[[ Document extract open ]]

And here's a corner in one of the bathrooms at the hospital.
And one of the new-fangled rolls of toilet paper, balanced on a handrail.
And this photograph has nothing to do with work, but it's a bag that Dave and I saw the last time we were at Target. I don't like the color. (Brown is probably my least favorite color of anything. I don't have brown shoes, for example--though I do have a dark brown Carthartt jacket that I bought online and the only reason I took the brown was because it was the only color they had in my size.) I do like the round design and I think I'll use it as a model to sew my own bag, but with a cross-body strap instead of handles.
I have some cool Tula Pink fabric that I think will work.

So now I'm taking a short break and watching a Netflix stand-up comedy special, Tom Papa: You're Doing Great! I love Tom Papa most of the time. He did a great segment on what used to be Prairie Home Companion called "Out in America," which is one of the funniest things I've heard, possibly ever. (You can find it on youtube.) So that's playing in the background.

So I am off this Saturday. I have a list of things I want and/or need to do:

I need to clean up the casita, for example. My desk is a perennial mess and I have to vacuum the whole casita. (I cleaned the bathroom but I need to mop.)

And I want to finish the shadow quilt that I've been working on for what seems like forever. (That will take some doing. All the panels are done, but I have to add binding to each panel and figure out a way to attach them together. I was thinking of going the "potholder route"--like sewing a bunch of potholders together--but now I'm not so sure. The Brain keeps shying away from problem solving this one, so I keep putting it off. But I want to finish it, if only to see what it looks like when it's finished.

I want to sew the bag above. Not that I need a new bag, but I think it will be an interesting experiment.

[[ Document extract closed ]]

Task to carry out: Print the blog post from "So now I'm taking" to "need to mop.)", unchanged. The lines that come next were taken from a separate source.

[[ Data listing open ]]

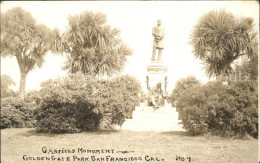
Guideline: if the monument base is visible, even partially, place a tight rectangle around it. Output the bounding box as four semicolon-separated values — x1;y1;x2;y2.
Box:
121;103;185;131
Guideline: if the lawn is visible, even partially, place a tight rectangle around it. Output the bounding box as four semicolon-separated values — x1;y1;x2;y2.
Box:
1;129;258;163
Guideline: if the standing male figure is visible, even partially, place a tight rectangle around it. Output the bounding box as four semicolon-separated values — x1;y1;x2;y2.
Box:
152;20;164;60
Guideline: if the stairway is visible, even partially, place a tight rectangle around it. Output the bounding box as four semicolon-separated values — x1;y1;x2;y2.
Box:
121;103;185;131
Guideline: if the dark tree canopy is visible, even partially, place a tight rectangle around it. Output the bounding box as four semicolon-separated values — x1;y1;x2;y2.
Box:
1;75;15;98
60;12;132;76
190;10;257;76
1;7;58;99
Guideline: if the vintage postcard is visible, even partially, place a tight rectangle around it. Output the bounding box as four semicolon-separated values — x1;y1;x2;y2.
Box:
0;1;260;163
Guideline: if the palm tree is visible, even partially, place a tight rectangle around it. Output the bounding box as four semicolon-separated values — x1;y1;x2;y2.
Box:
190;10;255;77
1;7;55;99
63;12;132;76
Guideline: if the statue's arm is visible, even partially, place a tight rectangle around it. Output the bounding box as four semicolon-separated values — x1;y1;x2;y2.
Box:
160;29;165;40
152;28;158;37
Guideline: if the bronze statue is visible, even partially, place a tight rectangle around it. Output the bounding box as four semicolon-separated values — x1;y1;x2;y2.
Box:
152;20;164;60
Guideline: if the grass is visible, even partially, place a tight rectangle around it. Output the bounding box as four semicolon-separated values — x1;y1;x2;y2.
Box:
1;129;258;163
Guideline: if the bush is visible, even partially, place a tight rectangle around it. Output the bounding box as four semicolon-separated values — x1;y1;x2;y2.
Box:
100;75;141;125
36;73;140;133
36;74;101;133
177;82;258;137
0;97;36;128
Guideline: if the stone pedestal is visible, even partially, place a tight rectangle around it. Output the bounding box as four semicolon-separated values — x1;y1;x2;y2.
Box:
146;60;168;92
121;103;185;132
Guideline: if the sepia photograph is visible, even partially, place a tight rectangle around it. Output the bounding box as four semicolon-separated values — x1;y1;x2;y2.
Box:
0;0;260;163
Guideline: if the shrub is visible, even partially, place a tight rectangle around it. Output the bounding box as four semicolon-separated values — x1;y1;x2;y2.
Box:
100;75;141;125
36;74;101;133
0;97;36;128
169;76;200;106
177;82;258;137
36;73;140;133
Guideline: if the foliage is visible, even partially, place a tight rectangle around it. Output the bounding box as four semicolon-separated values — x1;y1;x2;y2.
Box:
170;76;200;104
1;7;59;99
60;12;132;76
1;75;16;98
190;10;257;76
34;73;140;133
177;81;258;137
0;97;37;128
100;75;141;125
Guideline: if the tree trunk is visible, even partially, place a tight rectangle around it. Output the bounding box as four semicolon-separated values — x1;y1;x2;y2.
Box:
19;73;27;100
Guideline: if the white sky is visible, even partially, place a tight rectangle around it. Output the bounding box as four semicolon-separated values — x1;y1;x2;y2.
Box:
1;1;259;92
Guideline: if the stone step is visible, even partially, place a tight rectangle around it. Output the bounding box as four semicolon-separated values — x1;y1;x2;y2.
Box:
121;103;185;131
121;119;185;131
135;106;176;113
132;112;179;120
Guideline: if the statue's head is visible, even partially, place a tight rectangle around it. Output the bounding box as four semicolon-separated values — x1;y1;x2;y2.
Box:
157;19;162;26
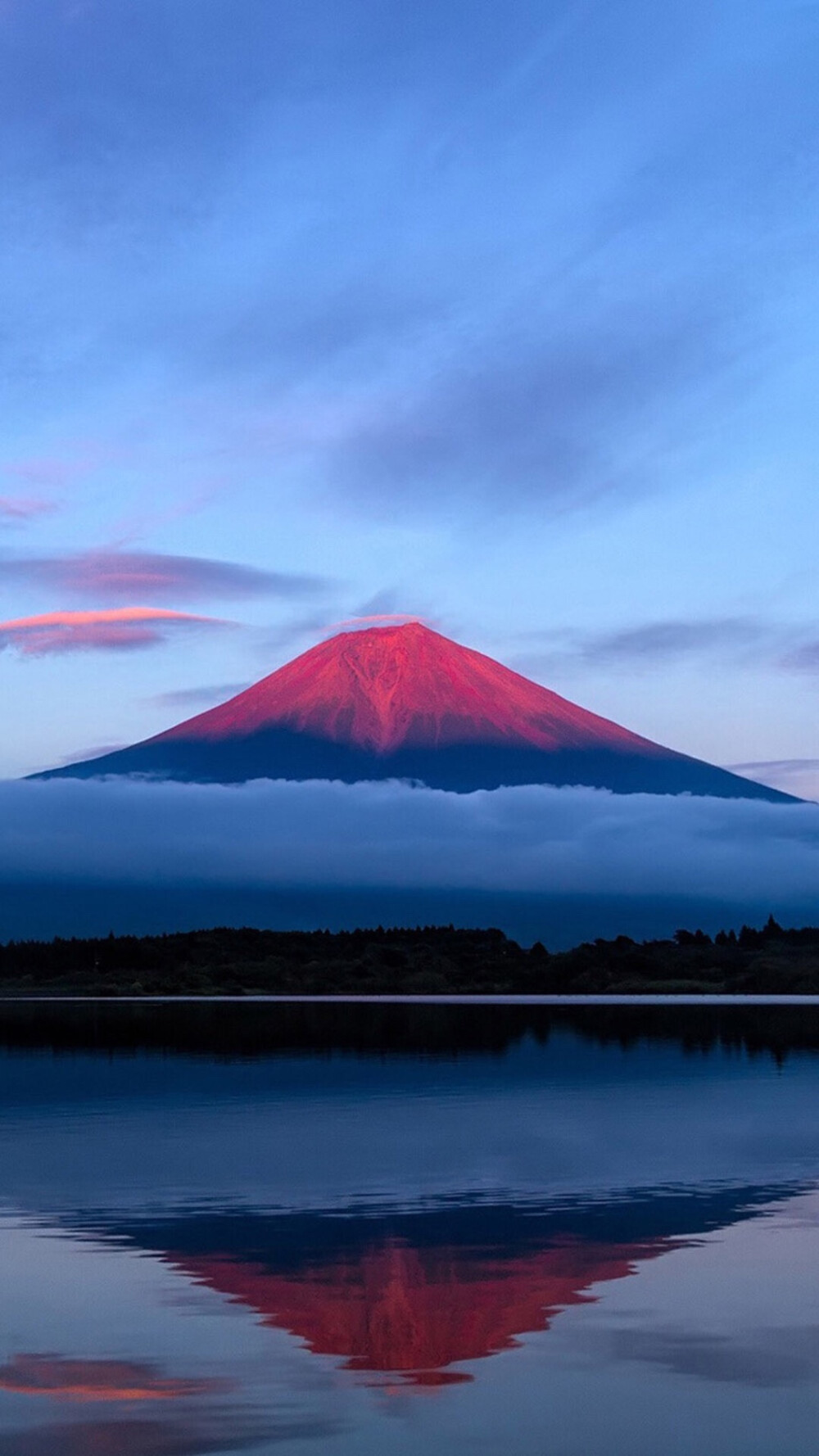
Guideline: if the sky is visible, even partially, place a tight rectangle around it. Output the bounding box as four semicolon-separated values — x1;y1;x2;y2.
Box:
0;0;819;795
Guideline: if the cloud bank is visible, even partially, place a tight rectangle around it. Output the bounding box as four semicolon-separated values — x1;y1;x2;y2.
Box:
0;553;325;601
0;607;228;657
0;779;819;915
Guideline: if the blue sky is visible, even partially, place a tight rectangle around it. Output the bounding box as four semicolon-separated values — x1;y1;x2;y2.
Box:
0;0;819;792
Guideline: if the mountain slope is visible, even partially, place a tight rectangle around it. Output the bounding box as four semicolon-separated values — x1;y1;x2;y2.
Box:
39;622;787;801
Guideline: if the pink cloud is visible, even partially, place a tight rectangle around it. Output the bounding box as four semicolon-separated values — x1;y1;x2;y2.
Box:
0;607;229;657
0;1354;226;1402
3;550;325;601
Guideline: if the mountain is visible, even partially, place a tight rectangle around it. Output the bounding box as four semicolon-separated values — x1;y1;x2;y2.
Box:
36;622;789;803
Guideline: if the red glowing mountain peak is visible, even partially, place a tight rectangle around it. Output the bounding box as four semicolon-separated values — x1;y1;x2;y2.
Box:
155;622;660;756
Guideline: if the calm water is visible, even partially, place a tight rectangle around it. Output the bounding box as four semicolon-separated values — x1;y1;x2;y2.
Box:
0;1005;819;1456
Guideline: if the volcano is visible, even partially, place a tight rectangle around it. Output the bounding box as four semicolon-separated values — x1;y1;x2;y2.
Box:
36;622;789;803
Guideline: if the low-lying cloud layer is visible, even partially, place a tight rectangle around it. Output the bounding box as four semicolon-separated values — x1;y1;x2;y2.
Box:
0;607;228;657
0;553;325;603
0;779;819;913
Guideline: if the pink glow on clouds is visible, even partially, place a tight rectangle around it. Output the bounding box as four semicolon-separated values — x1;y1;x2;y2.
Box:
4;549;324;601
328;612;428;632
0;607;229;657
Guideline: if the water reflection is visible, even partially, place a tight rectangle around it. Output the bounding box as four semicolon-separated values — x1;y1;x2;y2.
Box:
97;1188;783;1387
0;1007;819;1456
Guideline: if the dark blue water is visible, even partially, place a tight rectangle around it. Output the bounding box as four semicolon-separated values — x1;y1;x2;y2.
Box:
0;1006;819;1456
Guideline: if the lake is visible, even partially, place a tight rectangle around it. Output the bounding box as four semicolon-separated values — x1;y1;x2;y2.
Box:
0;1002;819;1456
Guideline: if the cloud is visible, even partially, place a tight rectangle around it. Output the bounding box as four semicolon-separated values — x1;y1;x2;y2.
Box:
0;779;819;913
518;617;763;672
0;1354;224;1402
145;683;251;710
780;642;819;672
0;607;227;657
327;298;724;509
0;550;325;601
0;495;56;522
726;758;819;799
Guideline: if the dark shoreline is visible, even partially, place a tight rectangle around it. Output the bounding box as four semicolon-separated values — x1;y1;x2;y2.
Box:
0;917;819;1000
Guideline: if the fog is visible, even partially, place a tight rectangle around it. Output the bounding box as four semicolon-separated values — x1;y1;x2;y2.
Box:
0;779;819;939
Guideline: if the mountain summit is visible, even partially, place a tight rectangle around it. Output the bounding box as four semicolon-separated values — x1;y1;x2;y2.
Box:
38;622;787;801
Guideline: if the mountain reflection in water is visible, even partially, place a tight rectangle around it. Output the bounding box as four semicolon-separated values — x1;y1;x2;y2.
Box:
0;1003;819;1456
90;1188;791;1386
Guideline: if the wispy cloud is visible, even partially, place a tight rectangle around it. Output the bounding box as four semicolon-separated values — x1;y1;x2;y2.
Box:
145;683;251;710
0;607;232;657
0;779;819;913
0;550;327;601
780;642;819;672
726;758;819;799
0;495;57;526
516;616;786;672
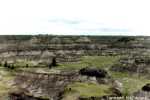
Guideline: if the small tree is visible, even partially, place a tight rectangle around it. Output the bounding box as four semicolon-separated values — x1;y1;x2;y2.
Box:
4;61;8;67
51;57;57;66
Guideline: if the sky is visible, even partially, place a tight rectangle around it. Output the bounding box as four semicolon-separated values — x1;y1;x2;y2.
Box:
0;0;150;36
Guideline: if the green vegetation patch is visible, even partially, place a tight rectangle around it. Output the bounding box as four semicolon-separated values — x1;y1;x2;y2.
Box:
58;56;120;70
65;82;112;97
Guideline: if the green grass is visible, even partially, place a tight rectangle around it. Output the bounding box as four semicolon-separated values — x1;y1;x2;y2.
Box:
110;72;150;95
55;56;120;70
65;82;112;97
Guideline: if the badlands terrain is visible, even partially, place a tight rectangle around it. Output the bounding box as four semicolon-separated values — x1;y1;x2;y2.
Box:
0;35;150;100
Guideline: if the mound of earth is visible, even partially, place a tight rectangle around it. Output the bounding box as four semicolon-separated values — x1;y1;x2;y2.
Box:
110;56;150;74
79;67;108;78
11;72;78;100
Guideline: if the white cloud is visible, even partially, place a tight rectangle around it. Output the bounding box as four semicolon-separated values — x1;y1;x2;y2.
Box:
0;0;150;35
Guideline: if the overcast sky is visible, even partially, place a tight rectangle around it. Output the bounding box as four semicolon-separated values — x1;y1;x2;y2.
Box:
0;0;150;35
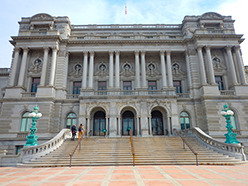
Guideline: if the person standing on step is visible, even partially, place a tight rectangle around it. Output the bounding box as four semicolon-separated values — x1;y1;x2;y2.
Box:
71;124;77;141
78;124;84;139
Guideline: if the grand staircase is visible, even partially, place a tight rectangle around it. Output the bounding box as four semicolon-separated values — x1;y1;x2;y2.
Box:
19;136;241;167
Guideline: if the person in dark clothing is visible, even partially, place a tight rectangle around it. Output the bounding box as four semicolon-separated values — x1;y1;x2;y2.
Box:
71;124;77;141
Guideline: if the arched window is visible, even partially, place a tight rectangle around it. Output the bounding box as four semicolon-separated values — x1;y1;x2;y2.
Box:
66;113;77;129
180;112;190;130
20;112;31;132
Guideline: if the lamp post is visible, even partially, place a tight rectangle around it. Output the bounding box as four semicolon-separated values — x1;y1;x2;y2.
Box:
220;104;240;143
24;105;42;146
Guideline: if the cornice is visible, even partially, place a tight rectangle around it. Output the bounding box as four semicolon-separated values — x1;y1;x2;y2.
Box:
11;35;62;41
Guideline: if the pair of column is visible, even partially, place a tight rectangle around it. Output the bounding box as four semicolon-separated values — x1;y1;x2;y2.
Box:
9;47;58;87
197;46;246;85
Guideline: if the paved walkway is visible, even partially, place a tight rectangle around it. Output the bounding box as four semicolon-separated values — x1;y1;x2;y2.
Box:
0;164;248;186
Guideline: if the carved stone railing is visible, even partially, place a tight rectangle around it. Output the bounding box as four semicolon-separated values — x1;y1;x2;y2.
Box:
80;89;175;97
22;92;36;97
177;93;190;98
66;94;79;99
193;127;246;161
19;129;71;163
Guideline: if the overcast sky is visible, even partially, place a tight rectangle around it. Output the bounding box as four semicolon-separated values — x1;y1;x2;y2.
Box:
0;0;248;68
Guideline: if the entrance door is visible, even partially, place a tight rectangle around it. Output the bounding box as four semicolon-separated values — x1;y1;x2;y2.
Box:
152;110;164;135
93;111;106;136
122;111;135;136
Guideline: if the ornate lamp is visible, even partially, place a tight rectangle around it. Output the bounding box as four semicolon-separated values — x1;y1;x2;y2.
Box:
220;104;240;143
24;105;42;146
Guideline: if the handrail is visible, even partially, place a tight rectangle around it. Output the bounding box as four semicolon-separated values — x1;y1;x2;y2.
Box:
193;127;246;161
129;129;135;167
173;128;198;166
69;129;87;167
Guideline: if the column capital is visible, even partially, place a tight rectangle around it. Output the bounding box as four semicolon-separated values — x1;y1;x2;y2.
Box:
196;45;203;51
90;50;95;56
166;50;171;55
234;45;240;50
205;45;211;50
134;50;139;55
14;47;20;52
225;45;233;51
159;50;165;55
51;46;59;52
43;47;49;51
22;47;29;52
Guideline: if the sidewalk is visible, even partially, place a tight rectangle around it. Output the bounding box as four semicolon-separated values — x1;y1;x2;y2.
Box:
0;164;248;186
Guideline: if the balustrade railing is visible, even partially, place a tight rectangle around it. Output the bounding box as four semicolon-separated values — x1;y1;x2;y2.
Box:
220;90;235;95
22;92;36;97
193;127;246;161
173;129;198;166
19;129;71;163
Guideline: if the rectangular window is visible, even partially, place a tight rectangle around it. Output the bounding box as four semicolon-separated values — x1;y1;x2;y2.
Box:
148;81;157;94
72;81;82;94
31;77;40;92
123;81;132;95
98;81;107;95
215;76;224;90
173;80;182;94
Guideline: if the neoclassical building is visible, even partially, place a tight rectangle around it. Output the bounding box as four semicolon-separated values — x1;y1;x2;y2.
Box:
0;12;248;153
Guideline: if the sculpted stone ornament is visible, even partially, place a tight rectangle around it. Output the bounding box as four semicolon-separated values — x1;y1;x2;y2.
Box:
212;57;226;71
96;62;108;77
28;57;42;73
120;62;135;76
70;63;82;77
146;62;159;77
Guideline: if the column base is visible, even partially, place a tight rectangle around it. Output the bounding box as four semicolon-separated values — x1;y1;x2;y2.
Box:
4;87;26;98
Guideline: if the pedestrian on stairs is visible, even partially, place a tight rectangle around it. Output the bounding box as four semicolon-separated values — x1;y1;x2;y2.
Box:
78;124;84;139
71;124;77;141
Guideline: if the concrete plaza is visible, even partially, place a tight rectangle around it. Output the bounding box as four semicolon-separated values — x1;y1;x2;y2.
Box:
0;164;248;186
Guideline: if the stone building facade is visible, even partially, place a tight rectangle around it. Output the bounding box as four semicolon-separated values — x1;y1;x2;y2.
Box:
0;12;248;152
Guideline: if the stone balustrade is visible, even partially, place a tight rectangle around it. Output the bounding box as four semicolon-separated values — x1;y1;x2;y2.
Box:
193;127;246;161
19;129;71;163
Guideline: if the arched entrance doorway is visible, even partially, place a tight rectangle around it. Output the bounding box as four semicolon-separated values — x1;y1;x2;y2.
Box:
152;110;164;135
122;111;135;136
93;111;106;136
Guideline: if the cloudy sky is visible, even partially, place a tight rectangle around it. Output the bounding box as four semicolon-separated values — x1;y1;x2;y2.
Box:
0;0;248;68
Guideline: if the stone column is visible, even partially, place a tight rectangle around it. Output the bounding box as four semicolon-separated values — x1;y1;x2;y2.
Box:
141;51;147;88
82;52;88;89
136;116;140;136
225;46;238;85
197;46;207;85
88;51;94;89
49;47;58;86
9;47;20;87
166;51;173;88
148;115;153;135
134;51;140;88
206;46;216;85
234;46;247;85
109;51;114;88
115;51;120;89
18;48;28;87
160;51;167;89
40;47;49;86
185;52;192;88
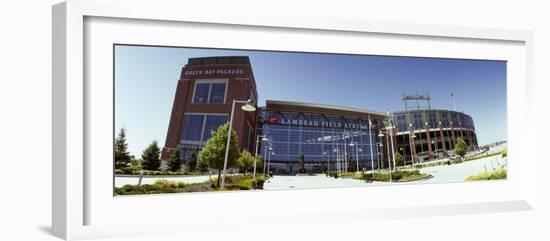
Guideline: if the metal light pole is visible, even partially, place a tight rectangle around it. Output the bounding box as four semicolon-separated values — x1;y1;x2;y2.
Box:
378;143;384;172
432;141;439;160
323;151;330;177
342;130;348;173
220;99;256;191
388;123;395;169
267;147;273;176
411;134;416;167
399;147;405;166
349;141;359;172
333;148;340;173
263;146;267;177
252;135;268;184
368;115;380;173
378;131;392;182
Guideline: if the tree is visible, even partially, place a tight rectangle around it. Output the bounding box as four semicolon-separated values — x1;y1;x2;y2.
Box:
197;158;208;173
395;151;405;166
185;152;197;172
237;151;255;175
199;123;240;186
167;148;183;172
115;128;132;169
455;137;469;159
141;141;160;170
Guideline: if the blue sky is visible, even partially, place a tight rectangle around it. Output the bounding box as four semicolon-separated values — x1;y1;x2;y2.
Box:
115;46;507;157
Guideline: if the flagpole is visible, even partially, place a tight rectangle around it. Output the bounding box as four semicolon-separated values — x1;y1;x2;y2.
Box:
451;92;456;111
368;115;376;173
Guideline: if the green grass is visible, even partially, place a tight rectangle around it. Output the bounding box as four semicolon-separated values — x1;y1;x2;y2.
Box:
115;175;265;195
115;168;208;176
353;170;429;182
465;168;508;181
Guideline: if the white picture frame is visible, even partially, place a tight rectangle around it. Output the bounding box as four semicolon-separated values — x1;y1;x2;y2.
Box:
52;0;536;239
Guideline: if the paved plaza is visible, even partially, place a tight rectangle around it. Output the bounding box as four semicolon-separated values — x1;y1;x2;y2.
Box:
115;155;507;190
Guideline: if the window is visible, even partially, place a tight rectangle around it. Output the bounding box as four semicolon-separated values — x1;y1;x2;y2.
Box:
181;114;227;142
396;114;407;132
181;114;204;141
428;112;438;128
193;82;226;104
210;83;229;103
193;83;210;103
413;113;424;130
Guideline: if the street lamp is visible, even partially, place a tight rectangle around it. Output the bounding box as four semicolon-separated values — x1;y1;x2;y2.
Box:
323;151;330;177
378;131;392;182
334;146;340;173
411;134;416;166
380;143;384;172
399;147;405;166
349;141;359;172
432;140;439;160
252;135;269;184
267;147;275;176
220;99;256;191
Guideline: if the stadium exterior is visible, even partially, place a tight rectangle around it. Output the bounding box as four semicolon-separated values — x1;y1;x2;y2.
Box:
161;56;478;174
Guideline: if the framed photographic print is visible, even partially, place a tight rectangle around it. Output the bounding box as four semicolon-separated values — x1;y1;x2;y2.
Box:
53;1;535;239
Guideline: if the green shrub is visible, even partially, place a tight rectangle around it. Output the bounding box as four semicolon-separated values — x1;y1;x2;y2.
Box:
465;168;508;181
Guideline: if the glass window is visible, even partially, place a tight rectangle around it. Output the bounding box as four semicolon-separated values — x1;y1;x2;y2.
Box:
428;112;438;128
210;83;229;103
181;115;204;141
193;83;210;103
396;114;407;132
413;113;424;130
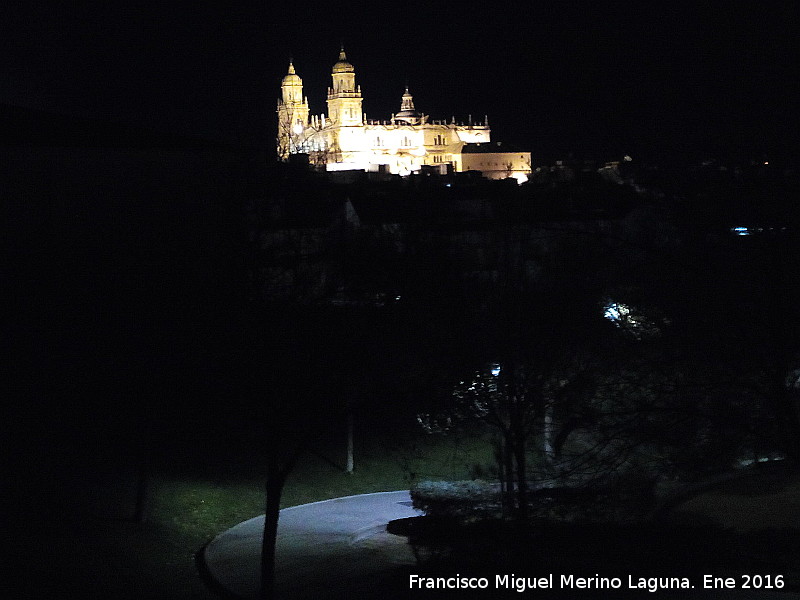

[[ Data listing closed ]]

Response:
So now I'm taking a short break and watching a Netflix stand-up comedy special, Tom Papa: You're Doing Great! I love Tom Papa most of the time. He did a great segment on what used to be Prairie Home Companion called "Out in America," which is one of the funniest things I've heard, possibly ever. (You can find it on youtube.) So that's playing in the background.

So I am off this Saturday. I have a list of things I want and/or need to do:

I need to clean up the casita, for example. My desk is a perennial mess and I have to vacuum the whole casita. (I cleaned the bathroom but I need to mop.)